▶ PROBLEM TO WORK ON:
Locate the line with "the truck bed" in the material. Copy that line and each one after it, through the last, exactly and with nothing else.

Position identification records:
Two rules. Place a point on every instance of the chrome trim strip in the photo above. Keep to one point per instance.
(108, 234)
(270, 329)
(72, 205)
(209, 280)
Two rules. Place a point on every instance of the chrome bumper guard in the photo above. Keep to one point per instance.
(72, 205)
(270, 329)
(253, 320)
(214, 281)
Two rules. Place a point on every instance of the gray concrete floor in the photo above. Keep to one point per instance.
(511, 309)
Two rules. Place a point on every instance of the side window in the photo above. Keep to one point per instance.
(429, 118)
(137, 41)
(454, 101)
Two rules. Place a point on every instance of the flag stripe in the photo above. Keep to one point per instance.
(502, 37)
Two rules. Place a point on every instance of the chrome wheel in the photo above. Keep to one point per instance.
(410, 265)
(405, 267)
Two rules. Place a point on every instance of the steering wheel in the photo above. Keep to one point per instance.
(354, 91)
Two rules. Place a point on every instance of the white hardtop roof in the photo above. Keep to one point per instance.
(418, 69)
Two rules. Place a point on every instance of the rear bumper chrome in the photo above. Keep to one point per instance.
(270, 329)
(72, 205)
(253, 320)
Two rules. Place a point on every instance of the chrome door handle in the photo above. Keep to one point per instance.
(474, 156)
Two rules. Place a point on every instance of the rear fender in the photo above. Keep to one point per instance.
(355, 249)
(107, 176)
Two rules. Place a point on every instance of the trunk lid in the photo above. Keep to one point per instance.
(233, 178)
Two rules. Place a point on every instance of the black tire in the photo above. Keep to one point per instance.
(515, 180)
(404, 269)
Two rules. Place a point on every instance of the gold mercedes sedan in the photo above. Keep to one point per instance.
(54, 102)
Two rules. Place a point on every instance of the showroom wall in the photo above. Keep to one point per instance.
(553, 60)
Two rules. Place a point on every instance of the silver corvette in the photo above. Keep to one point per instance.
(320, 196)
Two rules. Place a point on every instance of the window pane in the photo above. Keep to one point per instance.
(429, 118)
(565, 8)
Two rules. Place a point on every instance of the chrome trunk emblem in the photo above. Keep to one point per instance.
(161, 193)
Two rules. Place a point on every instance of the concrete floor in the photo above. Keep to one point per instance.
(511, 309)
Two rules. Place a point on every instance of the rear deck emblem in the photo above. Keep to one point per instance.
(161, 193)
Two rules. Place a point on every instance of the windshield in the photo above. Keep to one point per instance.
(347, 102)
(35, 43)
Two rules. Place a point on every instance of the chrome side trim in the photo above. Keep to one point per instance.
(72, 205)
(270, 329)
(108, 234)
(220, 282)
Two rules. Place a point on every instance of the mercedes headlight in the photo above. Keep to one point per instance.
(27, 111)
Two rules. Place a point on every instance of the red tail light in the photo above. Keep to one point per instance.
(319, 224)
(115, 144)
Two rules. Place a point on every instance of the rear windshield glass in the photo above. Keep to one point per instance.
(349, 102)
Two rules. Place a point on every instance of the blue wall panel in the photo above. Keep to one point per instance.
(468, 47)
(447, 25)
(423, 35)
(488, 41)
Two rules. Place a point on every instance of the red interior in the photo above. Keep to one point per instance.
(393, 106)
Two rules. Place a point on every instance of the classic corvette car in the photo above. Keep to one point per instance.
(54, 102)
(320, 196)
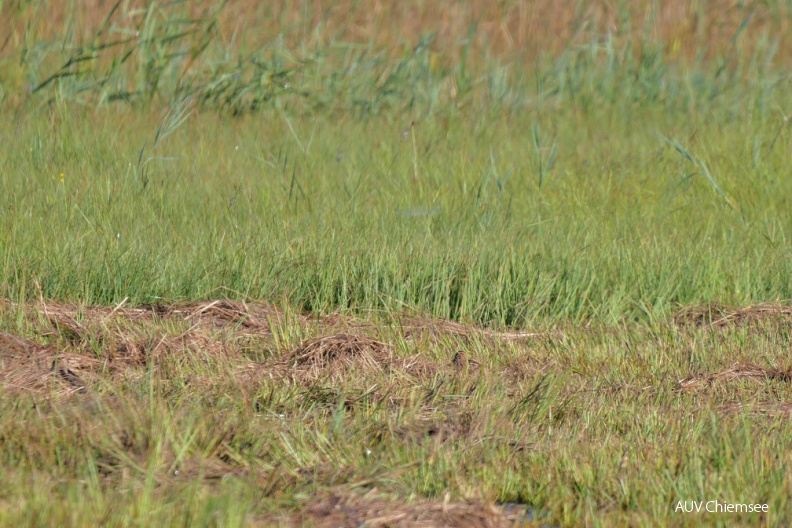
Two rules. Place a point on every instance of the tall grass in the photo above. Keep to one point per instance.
(359, 177)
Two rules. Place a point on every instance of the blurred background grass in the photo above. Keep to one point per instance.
(507, 163)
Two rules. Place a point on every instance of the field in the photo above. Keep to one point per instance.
(383, 263)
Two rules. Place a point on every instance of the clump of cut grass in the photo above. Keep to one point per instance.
(738, 371)
(338, 355)
(349, 510)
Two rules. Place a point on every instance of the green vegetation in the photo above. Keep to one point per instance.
(567, 200)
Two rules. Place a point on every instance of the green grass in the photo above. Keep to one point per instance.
(331, 213)
(589, 197)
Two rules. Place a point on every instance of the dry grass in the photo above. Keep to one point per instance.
(738, 371)
(336, 357)
(354, 512)
(26, 367)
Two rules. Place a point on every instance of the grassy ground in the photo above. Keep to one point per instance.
(305, 264)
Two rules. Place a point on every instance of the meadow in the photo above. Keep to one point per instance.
(327, 264)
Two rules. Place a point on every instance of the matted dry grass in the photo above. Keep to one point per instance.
(737, 371)
(334, 357)
(26, 367)
(354, 512)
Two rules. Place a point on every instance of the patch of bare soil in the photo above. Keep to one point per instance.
(720, 316)
(352, 512)
(735, 372)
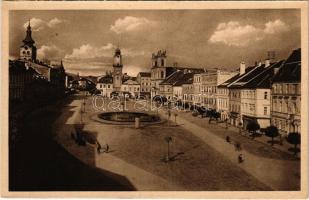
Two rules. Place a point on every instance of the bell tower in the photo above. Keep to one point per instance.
(117, 72)
(28, 49)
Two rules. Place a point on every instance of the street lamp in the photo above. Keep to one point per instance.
(168, 140)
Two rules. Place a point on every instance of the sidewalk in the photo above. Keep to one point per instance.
(276, 173)
(244, 138)
(104, 161)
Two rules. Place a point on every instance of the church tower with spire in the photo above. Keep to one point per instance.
(117, 70)
(28, 49)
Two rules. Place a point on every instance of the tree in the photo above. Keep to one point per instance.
(239, 125)
(175, 115)
(294, 138)
(252, 127)
(272, 131)
(168, 140)
(168, 116)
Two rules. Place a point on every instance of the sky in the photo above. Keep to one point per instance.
(86, 40)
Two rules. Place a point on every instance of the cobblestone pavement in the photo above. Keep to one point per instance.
(259, 146)
(137, 154)
(276, 168)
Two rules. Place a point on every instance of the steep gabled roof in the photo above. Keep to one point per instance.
(245, 78)
(145, 74)
(108, 79)
(291, 69)
(186, 79)
(173, 78)
(236, 77)
(264, 79)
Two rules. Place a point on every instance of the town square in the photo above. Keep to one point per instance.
(146, 112)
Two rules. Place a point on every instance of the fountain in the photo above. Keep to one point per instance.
(126, 118)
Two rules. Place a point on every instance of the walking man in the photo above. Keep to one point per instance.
(98, 147)
(107, 148)
(240, 158)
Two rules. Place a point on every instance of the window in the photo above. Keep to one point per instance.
(265, 110)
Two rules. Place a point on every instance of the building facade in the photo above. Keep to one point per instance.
(286, 95)
(144, 79)
(210, 81)
(132, 87)
(117, 70)
(159, 71)
(197, 87)
(28, 50)
(105, 85)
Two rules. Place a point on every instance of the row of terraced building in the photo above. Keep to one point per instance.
(267, 93)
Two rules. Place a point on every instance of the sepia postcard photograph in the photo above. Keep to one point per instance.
(155, 99)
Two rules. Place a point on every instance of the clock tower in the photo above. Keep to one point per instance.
(28, 49)
(117, 73)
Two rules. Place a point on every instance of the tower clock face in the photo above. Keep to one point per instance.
(117, 59)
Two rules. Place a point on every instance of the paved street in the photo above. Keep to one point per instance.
(202, 158)
(278, 170)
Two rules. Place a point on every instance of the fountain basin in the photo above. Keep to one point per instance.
(128, 118)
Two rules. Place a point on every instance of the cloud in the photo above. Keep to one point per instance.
(36, 24)
(54, 22)
(235, 34)
(39, 24)
(89, 59)
(276, 26)
(50, 52)
(88, 51)
(129, 24)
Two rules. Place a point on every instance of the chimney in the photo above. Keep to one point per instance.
(276, 70)
(267, 62)
(259, 64)
(242, 68)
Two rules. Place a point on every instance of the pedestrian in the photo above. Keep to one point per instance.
(237, 146)
(98, 147)
(72, 136)
(240, 158)
(107, 148)
(228, 139)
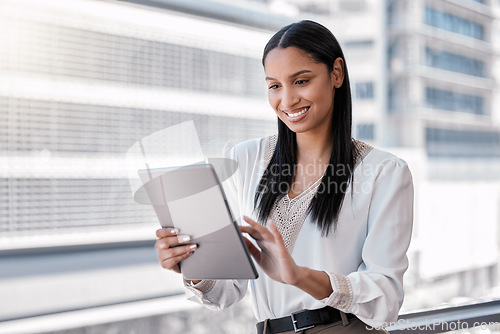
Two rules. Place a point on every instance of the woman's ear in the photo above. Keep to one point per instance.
(338, 72)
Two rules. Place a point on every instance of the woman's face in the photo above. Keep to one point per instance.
(300, 90)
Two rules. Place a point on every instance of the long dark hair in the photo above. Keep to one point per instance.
(320, 44)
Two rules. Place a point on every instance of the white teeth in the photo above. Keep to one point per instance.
(298, 113)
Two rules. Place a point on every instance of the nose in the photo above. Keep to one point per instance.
(289, 98)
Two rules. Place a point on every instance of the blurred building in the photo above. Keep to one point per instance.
(82, 80)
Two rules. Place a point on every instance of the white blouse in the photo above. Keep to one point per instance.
(365, 257)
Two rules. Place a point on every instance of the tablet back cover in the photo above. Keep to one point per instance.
(191, 199)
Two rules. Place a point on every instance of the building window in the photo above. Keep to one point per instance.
(448, 100)
(364, 90)
(456, 24)
(461, 143)
(453, 62)
(365, 131)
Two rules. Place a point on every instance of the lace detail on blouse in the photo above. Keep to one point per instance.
(342, 290)
(289, 214)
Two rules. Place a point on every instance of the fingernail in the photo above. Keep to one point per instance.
(184, 238)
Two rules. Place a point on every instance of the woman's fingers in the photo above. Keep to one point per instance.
(254, 251)
(166, 232)
(169, 258)
(276, 232)
(170, 252)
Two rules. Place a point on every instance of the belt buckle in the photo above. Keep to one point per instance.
(294, 323)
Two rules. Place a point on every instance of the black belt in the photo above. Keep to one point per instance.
(302, 320)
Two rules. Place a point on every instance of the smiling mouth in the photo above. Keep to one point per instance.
(298, 113)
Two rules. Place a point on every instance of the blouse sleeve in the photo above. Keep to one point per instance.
(374, 293)
(220, 294)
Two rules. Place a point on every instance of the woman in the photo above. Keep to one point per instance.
(339, 211)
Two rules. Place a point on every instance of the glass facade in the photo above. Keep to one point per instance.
(453, 23)
(462, 143)
(449, 100)
(449, 61)
(76, 146)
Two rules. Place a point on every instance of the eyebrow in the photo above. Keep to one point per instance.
(293, 75)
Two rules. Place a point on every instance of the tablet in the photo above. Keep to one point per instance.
(192, 199)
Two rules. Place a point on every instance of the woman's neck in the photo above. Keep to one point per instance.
(313, 148)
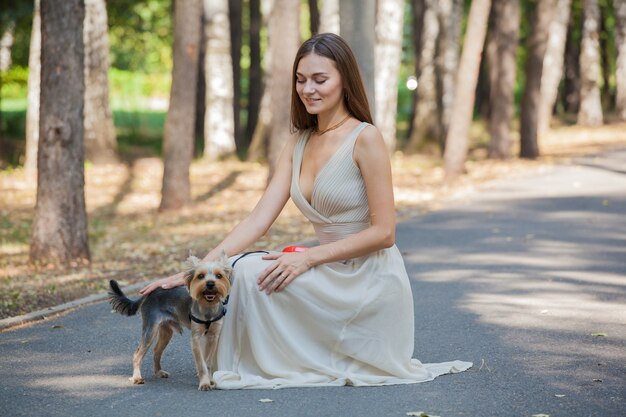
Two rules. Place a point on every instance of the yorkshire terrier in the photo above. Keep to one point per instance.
(199, 307)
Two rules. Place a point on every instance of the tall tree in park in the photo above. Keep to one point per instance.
(314, 16)
(570, 94)
(424, 118)
(553, 63)
(329, 16)
(537, 43)
(619, 7)
(501, 56)
(100, 142)
(284, 40)
(467, 76)
(255, 72)
(235, 13)
(259, 141)
(179, 124)
(450, 15)
(357, 22)
(219, 133)
(34, 79)
(389, 24)
(590, 111)
(59, 233)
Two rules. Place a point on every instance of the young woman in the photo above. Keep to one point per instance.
(340, 313)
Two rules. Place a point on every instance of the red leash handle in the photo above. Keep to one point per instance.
(295, 249)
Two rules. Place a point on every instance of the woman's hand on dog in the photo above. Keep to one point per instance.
(281, 273)
(169, 282)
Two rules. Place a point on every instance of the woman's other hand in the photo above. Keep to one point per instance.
(281, 273)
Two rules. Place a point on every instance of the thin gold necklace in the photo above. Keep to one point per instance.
(333, 127)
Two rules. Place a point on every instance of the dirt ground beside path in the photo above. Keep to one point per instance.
(132, 242)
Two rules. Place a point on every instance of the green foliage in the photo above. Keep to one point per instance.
(15, 83)
(140, 35)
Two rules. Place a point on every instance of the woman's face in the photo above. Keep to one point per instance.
(318, 84)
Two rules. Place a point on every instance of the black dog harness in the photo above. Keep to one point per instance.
(207, 323)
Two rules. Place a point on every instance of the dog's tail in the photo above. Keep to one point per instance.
(120, 302)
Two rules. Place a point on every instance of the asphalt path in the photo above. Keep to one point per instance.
(525, 277)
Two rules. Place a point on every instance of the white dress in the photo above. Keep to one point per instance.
(341, 323)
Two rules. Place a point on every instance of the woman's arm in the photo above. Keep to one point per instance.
(254, 226)
(370, 154)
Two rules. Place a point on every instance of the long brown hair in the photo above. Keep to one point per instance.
(335, 48)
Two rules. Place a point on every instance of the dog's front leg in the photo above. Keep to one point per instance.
(197, 346)
(210, 350)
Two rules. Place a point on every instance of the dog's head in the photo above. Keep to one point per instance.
(209, 282)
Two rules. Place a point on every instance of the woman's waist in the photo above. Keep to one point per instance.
(331, 232)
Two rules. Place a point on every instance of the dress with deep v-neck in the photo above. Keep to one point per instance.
(339, 323)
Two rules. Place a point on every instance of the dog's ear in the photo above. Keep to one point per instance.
(193, 261)
(227, 268)
(189, 276)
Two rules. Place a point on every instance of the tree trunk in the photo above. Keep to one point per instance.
(100, 141)
(314, 17)
(235, 16)
(283, 42)
(255, 74)
(537, 43)
(553, 63)
(389, 26)
(619, 6)
(501, 55)
(329, 19)
(450, 15)
(417, 23)
(590, 111)
(34, 81)
(357, 22)
(179, 129)
(59, 233)
(571, 72)
(200, 106)
(457, 137)
(6, 43)
(259, 142)
(219, 134)
(425, 121)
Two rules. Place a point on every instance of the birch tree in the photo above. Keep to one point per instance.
(59, 233)
(34, 82)
(537, 43)
(284, 42)
(389, 24)
(501, 56)
(179, 129)
(219, 133)
(100, 141)
(425, 120)
(553, 63)
(467, 76)
(357, 23)
(329, 16)
(620, 77)
(590, 111)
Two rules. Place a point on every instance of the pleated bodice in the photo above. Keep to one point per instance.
(338, 206)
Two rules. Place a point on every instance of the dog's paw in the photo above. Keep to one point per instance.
(137, 380)
(163, 374)
(207, 386)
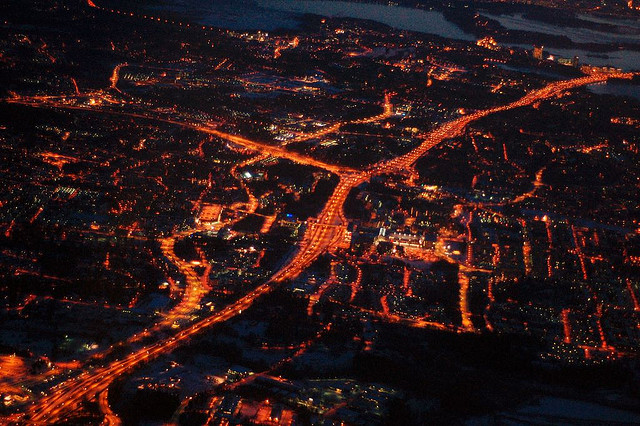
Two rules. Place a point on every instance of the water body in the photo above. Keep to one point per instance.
(617, 89)
(403, 18)
(577, 35)
(269, 15)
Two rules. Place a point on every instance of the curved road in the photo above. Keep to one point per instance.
(323, 232)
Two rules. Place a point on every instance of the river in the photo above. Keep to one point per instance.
(270, 15)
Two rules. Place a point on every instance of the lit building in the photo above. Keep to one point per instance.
(538, 52)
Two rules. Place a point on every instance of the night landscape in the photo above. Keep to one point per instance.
(281, 212)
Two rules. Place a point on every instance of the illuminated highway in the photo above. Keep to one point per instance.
(323, 233)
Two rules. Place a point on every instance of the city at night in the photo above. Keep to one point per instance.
(319, 212)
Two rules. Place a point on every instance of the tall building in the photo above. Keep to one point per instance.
(538, 51)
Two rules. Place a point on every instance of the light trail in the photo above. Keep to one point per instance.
(321, 235)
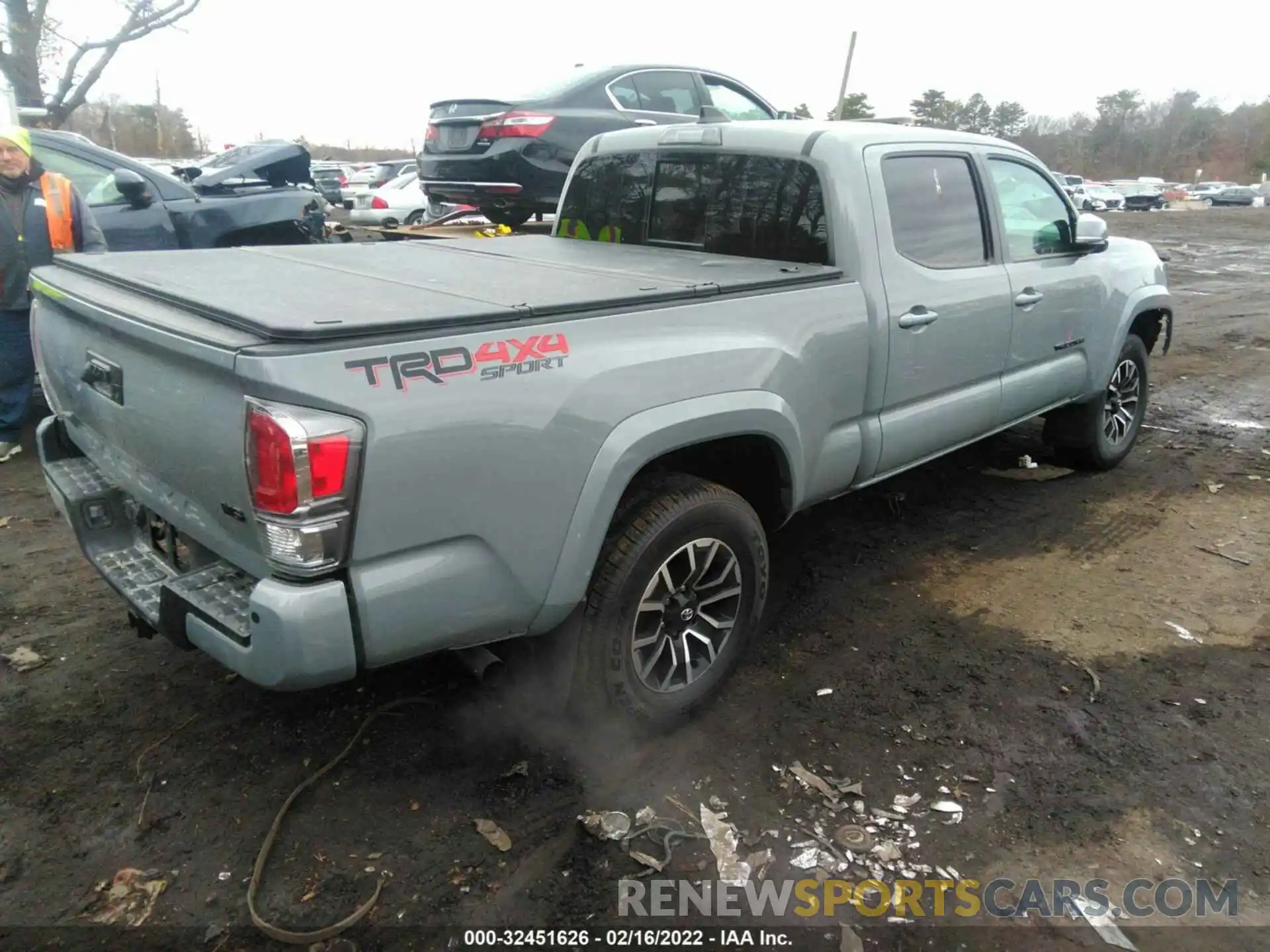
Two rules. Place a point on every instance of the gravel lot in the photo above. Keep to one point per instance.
(952, 612)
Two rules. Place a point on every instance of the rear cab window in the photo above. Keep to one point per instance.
(937, 210)
(751, 206)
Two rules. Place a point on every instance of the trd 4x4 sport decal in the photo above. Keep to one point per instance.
(493, 358)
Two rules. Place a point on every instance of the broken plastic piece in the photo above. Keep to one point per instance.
(723, 844)
(607, 825)
(494, 834)
(1103, 924)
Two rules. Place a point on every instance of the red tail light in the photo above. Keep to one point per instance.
(271, 465)
(517, 124)
(328, 465)
(302, 467)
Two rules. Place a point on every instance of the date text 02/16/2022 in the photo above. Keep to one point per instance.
(625, 938)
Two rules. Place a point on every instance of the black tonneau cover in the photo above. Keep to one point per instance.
(312, 292)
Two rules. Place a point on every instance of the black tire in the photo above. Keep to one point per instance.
(511, 218)
(1080, 432)
(657, 520)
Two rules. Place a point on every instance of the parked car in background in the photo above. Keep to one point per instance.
(1096, 198)
(1235, 196)
(398, 202)
(374, 177)
(329, 180)
(1068, 182)
(509, 157)
(1140, 197)
(325, 471)
(247, 197)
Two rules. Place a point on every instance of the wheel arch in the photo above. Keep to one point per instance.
(705, 437)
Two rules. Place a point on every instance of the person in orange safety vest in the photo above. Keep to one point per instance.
(42, 216)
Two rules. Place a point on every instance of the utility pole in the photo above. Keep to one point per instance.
(846, 73)
(159, 151)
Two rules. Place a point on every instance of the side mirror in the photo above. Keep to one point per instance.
(132, 187)
(1091, 231)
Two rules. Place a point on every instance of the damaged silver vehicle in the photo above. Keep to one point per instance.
(248, 196)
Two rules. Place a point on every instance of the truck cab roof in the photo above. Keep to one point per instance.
(784, 136)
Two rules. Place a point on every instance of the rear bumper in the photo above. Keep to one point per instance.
(503, 177)
(277, 635)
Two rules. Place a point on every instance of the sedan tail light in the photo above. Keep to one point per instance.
(302, 467)
(519, 124)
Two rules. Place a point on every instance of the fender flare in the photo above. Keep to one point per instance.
(642, 438)
(1152, 298)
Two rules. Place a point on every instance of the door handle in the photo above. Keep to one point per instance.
(917, 317)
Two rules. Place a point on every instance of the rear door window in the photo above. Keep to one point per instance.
(736, 205)
(937, 210)
(671, 92)
(734, 102)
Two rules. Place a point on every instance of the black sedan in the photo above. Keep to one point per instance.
(509, 157)
(1234, 196)
(247, 196)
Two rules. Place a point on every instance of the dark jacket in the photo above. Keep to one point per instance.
(17, 258)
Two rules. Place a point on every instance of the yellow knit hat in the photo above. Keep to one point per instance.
(17, 135)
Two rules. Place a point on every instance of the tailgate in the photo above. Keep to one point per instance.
(153, 400)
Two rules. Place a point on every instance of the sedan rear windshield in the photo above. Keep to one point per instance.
(751, 206)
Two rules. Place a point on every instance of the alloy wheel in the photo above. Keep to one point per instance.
(686, 615)
(1121, 408)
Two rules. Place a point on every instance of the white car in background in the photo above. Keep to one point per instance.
(399, 202)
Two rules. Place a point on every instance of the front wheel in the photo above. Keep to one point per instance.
(1099, 434)
(679, 590)
(511, 218)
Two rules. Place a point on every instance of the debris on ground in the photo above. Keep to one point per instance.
(1223, 555)
(22, 659)
(723, 843)
(1183, 634)
(1103, 924)
(493, 833)
(613, 824)
(128, 898)
(1037, 473)
(854, 837)
(810, 779)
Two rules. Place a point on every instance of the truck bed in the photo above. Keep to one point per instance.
(320, 292)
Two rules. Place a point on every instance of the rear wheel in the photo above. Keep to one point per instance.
(679, 590)
(1099, 434)
(511, 218)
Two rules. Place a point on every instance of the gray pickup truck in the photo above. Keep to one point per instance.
(320, 460)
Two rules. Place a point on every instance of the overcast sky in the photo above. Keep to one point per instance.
(365, 70)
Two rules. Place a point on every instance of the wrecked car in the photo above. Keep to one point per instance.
(245, 196)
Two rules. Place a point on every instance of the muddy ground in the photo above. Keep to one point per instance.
(952, 612)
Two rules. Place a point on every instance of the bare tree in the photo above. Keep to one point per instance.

▶ EXERCISE RESPONSE:
Two rules. Place a point on every instance of the truck bed in the photo above. Keep to one point per instance.
(320, 292)
Two rules. Place a point on every instance of the rear wheel in the photo above. Keep to one point per instance.
(679, 590)
(1099, 434)
(511, 218)
Two rules. Place a point on every instance of the gray pickup truck in the photo above. Keep to one point per instance.
(320, 460)
Two rules. Place a point on every instance of the overcast sky in the photo above. Keep to one point per instance.
(365, 70)
Two rules. Place a point on every instance of the wrecked car in the photo above. Keep to one point per instance.
(245, 196)
Two rules. Place a point on every instance of the muddy ground in the photo above. Keep to one point per instance.
(952, 612)
Two rules. Place a point on every instance of the bare tree in the photo above. Keep to one point per instance.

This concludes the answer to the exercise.